REQUIREMENT:
Give back all the data exactly, line by line.

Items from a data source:
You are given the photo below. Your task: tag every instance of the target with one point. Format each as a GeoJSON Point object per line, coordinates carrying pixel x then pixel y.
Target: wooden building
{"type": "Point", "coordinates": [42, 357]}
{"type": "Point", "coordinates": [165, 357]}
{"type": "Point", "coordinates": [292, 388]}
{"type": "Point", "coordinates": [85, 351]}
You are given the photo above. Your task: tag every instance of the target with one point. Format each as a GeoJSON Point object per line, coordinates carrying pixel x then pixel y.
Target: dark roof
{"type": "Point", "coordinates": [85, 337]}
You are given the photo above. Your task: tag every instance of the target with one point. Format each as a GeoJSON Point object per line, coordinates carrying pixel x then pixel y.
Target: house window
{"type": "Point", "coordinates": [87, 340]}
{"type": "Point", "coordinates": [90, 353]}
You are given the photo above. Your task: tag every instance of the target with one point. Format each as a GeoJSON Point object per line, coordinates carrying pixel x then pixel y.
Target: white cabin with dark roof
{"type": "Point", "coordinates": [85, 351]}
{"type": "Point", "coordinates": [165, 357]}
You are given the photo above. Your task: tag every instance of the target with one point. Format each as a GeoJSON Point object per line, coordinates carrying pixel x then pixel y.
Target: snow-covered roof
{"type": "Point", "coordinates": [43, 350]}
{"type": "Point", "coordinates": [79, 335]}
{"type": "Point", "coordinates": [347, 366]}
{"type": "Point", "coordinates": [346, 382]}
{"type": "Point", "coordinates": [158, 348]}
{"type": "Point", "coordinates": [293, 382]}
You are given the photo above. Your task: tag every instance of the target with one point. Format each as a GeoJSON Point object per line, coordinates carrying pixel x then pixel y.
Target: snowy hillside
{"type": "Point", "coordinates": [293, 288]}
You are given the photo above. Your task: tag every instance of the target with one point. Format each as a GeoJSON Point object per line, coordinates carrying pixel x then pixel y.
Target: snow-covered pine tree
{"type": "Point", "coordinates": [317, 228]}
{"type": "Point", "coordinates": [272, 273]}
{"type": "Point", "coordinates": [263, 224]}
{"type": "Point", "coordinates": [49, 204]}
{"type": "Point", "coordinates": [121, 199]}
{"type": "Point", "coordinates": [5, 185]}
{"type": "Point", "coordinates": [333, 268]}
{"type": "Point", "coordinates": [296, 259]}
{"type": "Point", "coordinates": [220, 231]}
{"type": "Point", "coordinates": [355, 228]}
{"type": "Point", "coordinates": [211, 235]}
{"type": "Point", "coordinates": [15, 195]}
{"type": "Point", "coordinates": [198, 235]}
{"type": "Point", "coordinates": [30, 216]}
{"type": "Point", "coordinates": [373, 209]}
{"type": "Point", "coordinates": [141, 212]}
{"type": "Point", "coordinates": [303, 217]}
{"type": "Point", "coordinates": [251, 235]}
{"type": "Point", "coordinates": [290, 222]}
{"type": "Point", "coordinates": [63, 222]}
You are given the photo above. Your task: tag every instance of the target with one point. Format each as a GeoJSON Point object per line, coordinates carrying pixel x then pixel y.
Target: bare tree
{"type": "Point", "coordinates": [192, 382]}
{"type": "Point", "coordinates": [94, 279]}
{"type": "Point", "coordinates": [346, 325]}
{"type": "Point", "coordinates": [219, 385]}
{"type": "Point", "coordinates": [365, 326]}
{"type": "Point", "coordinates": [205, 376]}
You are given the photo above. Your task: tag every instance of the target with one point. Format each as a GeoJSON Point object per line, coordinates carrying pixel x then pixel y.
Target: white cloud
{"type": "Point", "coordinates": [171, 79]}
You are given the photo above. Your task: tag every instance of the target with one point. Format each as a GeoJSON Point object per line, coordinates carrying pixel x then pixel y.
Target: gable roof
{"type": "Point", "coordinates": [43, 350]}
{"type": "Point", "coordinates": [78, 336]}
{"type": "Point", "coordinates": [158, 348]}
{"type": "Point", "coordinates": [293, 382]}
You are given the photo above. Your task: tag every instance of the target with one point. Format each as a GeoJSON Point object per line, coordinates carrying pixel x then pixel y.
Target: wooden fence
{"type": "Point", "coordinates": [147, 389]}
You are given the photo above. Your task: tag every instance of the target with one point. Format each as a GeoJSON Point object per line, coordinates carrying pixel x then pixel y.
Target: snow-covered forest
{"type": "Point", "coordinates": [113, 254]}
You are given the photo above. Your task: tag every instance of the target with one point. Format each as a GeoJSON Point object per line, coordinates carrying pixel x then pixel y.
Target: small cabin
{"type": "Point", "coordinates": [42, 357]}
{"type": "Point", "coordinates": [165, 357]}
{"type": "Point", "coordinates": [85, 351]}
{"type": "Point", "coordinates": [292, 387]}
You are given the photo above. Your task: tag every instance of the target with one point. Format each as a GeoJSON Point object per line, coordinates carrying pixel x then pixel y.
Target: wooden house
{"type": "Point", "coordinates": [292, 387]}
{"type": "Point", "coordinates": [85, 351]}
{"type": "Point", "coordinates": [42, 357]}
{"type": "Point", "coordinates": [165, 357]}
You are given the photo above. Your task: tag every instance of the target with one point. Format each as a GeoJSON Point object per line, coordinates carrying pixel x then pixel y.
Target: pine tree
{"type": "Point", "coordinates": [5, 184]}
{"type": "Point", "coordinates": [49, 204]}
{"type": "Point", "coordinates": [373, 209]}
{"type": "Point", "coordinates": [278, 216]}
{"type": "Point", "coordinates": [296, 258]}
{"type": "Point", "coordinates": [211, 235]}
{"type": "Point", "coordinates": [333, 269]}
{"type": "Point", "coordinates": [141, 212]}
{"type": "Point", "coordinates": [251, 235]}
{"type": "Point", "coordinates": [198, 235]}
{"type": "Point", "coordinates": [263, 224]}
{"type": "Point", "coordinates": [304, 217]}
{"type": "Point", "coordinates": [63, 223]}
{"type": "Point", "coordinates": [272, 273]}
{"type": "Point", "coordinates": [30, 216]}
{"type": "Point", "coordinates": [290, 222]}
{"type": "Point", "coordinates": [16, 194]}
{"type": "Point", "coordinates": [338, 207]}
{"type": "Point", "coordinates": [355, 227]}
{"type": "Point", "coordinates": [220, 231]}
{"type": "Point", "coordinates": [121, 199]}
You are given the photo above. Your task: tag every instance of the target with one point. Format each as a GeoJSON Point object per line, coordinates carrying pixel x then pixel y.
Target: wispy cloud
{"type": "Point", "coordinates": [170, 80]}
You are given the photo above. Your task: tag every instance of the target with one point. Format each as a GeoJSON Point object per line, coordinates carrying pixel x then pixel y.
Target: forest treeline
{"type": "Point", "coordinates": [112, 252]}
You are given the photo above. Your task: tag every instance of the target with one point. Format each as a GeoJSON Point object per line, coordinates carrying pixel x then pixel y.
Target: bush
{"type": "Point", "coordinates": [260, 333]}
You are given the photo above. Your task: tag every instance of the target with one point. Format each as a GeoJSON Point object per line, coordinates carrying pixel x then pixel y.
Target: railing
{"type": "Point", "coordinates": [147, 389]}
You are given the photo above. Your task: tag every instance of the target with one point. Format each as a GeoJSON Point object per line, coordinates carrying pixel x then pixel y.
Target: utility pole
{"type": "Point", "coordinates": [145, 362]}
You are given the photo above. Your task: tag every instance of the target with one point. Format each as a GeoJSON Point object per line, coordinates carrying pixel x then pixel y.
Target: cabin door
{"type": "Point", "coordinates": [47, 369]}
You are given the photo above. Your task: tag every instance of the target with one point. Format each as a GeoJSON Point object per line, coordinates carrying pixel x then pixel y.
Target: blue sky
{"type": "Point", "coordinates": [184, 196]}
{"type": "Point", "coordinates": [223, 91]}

SOLUTION:
You are given the photo below. Your task: tag every instance of the target with one point. Format each as a GeoJSON Point object per line, coordinates carrying pixel x then pixel y.
Target: wooden building
{"type": "Point", "coordinates": [42, 357]}
{"type": "Point", "coordinates": [165, 357]}
{"type": "Point", "coordinates": [292, 388]}
{"type": "Point", "coordinates": [85, 351]}
You are given the photo above. Your task: tag every instance of the target with one point. Format each as a GeoJSON Point object per line, coordinates carrying pixel x then pixel y.
Target: dark roof
{"type": "Point", "coordinates": [85, 337]}
You are given the photo above. Your task: tag every instance of the target with one point. Format each as a GeoJSON Point object per line, coordinates carrying pixel x then pixel y.
Target: house window
{"type": "Point", "coordinates": [87, 340]}
{"type": "Point", "coordinates": [90, 353]}
You are given the photo above. Your task: tag every instance of the target with one point. Format each as a GeoJSON Point object per line, coordinates carrying pixel x then pixel y.
Target: white cabin with dark roof
{"type": "Point", "coordinates": [85, 351]}
{"type": "Point", "coordinates": [165, 357]}
You are given the photo above. Your task: tag every instance of the target with one point. Format each as a GeoJSON Point object per line, coordinates carrying pixel x then pixel y.
Target: snow-covered roof
{"type": "Point", "coordinates": [43, 350]}
{"type": "Point", "coordinates": [79, 335]}
{"type": "Point", "coordinates": [347, 366]}
{"type": "Point", "coordinates": [346, 382]}
{"type": "Point", "coordinates": [158, 348]}
{"type": "Point", "coordinates": [293, 382]}
You are given the photo above. Your task: tag every instance of the target with one point. Format each as a GeoJSON Point object per line, coordinates carrying pixel x then pixel y.
Target: snowy hillside
{"type": "Point", "coordinates": [293, 288]}
You are given the photo above. Your task: tag every instance of the target with one point. Format each as a GeoJSON Point object per line, coordinates carrying pixel x then pixel y.
Target: snow-covered pine tree
{"type": "Point", "coordinates": [317, 228]}
{"type": "Point", "coordinates": [272, 273]}
{"type": "Point", "coordinates": [263, 224]}
{"type": "Point", "coordinates": [49, 204]}
{"type": "Point", "coordinates": [121, 199]}
{"type": "Point", "coordinates": [5, 185]}
{"type": "Point", "coordinates": [333, 268]}
{"type": "Point", "coordinates": [296, 259]}
{"type": "Point", "coordinates": [220, 231]}
{"type": "Point", "coordinates": [355, 228]}
{"type": "Point", "coordinates": [211, 235]}
{"type": "Point", "coordinates": [15, 195]}
{"type": "Point", "coordinates": [198, 235]}
{"type": "Point", "coordinates": [30, 216]}
{"type": "Point", "coordinates": [373, 209]}
{"type": "Point", "coordinates": [141, 212]}
{"type": "Point", "coordinates": [303, 217]}
{"type": "Point", "coordinates": [251, 235]}
{"type": "Point", "coordinates": [290, 222]}
{"type": "Point", "coordinates": [63, 222]}
You are given the photo above. Your task: tag every instance of the target with one point. Format each as a GeoJSON Point object per line, coordinates carrying pixel x then pixel y.
Target: bare tree
{"type": "Point", "coordinates": [192, 382]}
{"type": "Point", "coordinates": [94, 279]}
{"type": "Point", "coordinates": [346, 325]}
{"type": "Point", "coordinates": [219, 385]}
{"type": "Point", "coordinates": [365, 326]}
{"type": "Point", "coordinates": [205, 376]}
You are given the photo above. Your task: tag every instance of the target with one point. Format each as a GeoJSON Point object per line, coordinates carrying pixel x then pixel y.
Target: white cloud
{"type": "Point", "coordinates": [171, 79]}
You are given the photo above. Your task: tag every instance of the target with one point. Format each as a GeoJSON Point object per line, coordinates carrying pixel x then pixel y.
Target: gable roof
{"type": "Point", "coordinates": [43, 350]}
{"type": "Point", "coordinates": [78, 336]}
{"type": "Point", "coordinates": [158, 348]}
{"type": "Point", "coordinates": [293, 382]}
You are given the photo above. Your task: tag every instance of the target with one point. Format each as a GeoJSON Point object per line, coordinates carrying pixel x then pixel y.
Target: wooden fence
{"type": "Point", "coordinates": [147, 389]}
You are given the photo above. Your task: tag every instance of the target with one point. Format each as a GeoJSON Point object per line, coordinates carrying pixel x then pixel y.
Target: snow-covered forest
{"type": "Point", "coordinates": [113, 254]}
You are given the photo above. Your task: tag every instance of the target with one point. Format each as a GeoJSON Point object per line, coordinates carrying pixel x then pixel y.
Target: small cabin
{"type": "Point", "coordinates": [42, 357]}
{"type": "Point", "coordinates": [165, 357]}
{"type": "Point", "coordinates": [85, 351]}
{"type": "Point", "coordinates": [292, 387]}
You are given the photo above. Your task: tag every instance of the target with one point. Format each as a GeoJSON Point object per line, coordinates carrying pixel x then pixel y.
Target: wooden house
{"type": "Point", "coordinates": [292, 387]}
{"type": "Point", "coordinates": [85, 351]}
{"type": "Point", "coordinates": [42, 357]}
{"type": "Point", "coordinates": [165, 357]}
You are given the photo above. Your task: tag every instance of the target with one point. Format each as a GeoJSON Point object per line, coordinates carrying pixel x then pixel y.
Target: pine tree
{"type": "Point", "coordinates": [5, 184]}
{"type": "Point", "coordinates": [49, 204]}
{"type": "Point", "coordinates": [373, 209]}
{"type": "Point", "coordinates": [278, 216]}
{"type": "Point", "coordinates": [296, 258]}
{"type": "Point", "coordinates": [211, 235]}
{"type": "Point", "coordinates": [333, 269]}
{"type": "Point", "coordinates": [141, 212]}
{"type": "Point", "coordinates": [251, 235]}
{"type": "Point", "coordinates": [198, 235]}
{"type": "Point", "coordinates": [263, 224]}
{"type": "Point", "coordinates": [304, 217]}
{"type": "Point", "coordinates": [63, 223]}
{"type": "Point", "coordinates": [272, 273]}
{"type": "Point", "coordinates": [30, 216]}
{"type": "Point", "coordinates": [290, 222]}
{"type": "Point", "coordinates": [16, 194]}
{"type": "Point", "coordinates": [338, 207]}
{"type": "Point", "coordinates": [355, 227]}
{"type": "Point", "coordinates": [220, 231]}
{"type": "Point", "coordinates": [121, 199]}
You are given the photo above. Your task: tag every instance of the target with one point. Format each as a GeoJSON Point object per line, coordinates carrying pixel x then pixel y.
Target: wispy cloud
{"type": "Point", "coordinates": [170, 80]}
You are given the photo above. Your task: tag every instance of the target with one point. Format each as a GeoJSON Point object per line, coordinates carrying pixel x then pixel y.
Target: forest treeline
{"type": "Point", "coordinates": [112, 252]}
You are given the photo above. Your task: tag every instance of the target with one point. Format each as a GeoJSON Point object per line, coordinates carrying pixel x then pixel y.
Target: bush
{"type": "Point", "coordinates": [260, 333]}
You are given the photo above. Your task: tag every instance of the target with one point. Format each as a GeoJSON Point object per line, coordinates carrying pixel x then pixel y.
Target: railing
{"type": "Point", "coordinates": [147, 389]}
You are given the photo above. Your task: tag every instance of the target with one point. Format each as a GeoJSON Point object per line, coordinates carrying pixel x then pixel y.
Target: utility pole
{"type": "Point", "coordinates": [145, 362]}
You are given the photo above. Your task: tag every instance of the target with one point. Format each as a GeoJSON Point object per line, coordinates carrying pixel x then pixel y.
Target: cabin door
{"type": "Point", "coordinates": [47, 369]}
You are given the photo above. Your task: tag every instance of the target with one point. Format each as a GeoJSON Point object per line, coordinates carrying pixel x then pixel y.
Target: blue sky
{"type": "Point", "coordinates": [184, 196]}
{"type": "Point", "coordinates": [223, 91]}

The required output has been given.